• **WORK TO BE COMPLETED**:
Count the lines of the items below that contain the word "sleeve", with case taken into account, and state only that number.

• **DATA LINES**:
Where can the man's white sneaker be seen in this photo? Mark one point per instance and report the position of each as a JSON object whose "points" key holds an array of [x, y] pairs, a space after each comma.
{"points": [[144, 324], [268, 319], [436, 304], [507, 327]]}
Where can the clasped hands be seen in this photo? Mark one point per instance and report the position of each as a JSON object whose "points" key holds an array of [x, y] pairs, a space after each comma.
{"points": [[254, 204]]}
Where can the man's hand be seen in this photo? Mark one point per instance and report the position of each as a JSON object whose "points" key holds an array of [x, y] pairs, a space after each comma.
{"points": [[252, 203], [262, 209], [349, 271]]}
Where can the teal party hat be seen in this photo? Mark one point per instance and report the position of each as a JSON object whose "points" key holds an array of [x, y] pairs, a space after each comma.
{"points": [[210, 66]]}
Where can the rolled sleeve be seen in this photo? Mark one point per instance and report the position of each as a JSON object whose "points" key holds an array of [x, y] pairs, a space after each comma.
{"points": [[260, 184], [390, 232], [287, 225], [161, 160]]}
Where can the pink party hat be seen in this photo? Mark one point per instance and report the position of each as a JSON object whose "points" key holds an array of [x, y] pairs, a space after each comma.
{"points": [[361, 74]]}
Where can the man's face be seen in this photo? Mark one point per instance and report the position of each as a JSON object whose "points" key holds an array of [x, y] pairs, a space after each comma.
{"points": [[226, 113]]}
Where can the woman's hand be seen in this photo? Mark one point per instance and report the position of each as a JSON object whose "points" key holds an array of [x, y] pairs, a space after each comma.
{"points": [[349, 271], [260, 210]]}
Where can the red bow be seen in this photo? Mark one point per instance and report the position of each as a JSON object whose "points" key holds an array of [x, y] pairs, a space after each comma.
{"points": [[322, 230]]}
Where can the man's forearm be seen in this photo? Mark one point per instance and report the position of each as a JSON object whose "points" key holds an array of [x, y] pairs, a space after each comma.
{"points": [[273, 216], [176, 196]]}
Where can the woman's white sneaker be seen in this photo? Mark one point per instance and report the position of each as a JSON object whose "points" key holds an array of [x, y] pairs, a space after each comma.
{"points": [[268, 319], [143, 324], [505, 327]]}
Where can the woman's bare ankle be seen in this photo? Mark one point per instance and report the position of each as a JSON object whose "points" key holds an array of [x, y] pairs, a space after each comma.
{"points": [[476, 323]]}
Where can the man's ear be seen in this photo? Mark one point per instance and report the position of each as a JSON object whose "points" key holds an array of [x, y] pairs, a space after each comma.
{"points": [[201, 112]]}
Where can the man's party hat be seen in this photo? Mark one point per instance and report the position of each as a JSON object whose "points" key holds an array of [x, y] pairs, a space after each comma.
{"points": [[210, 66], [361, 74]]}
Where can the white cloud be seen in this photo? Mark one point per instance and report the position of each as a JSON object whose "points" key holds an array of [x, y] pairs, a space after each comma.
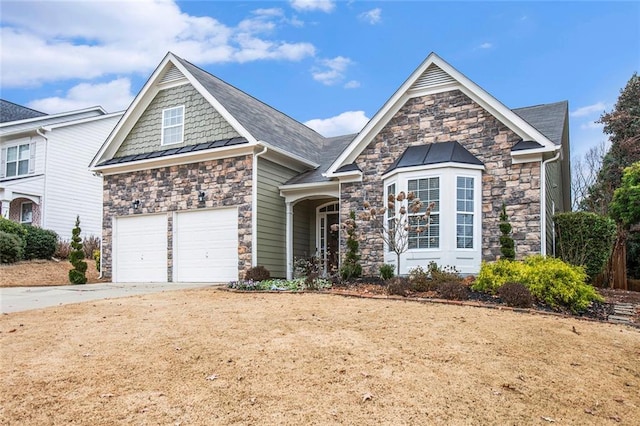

• **RESULT BELOW**:
1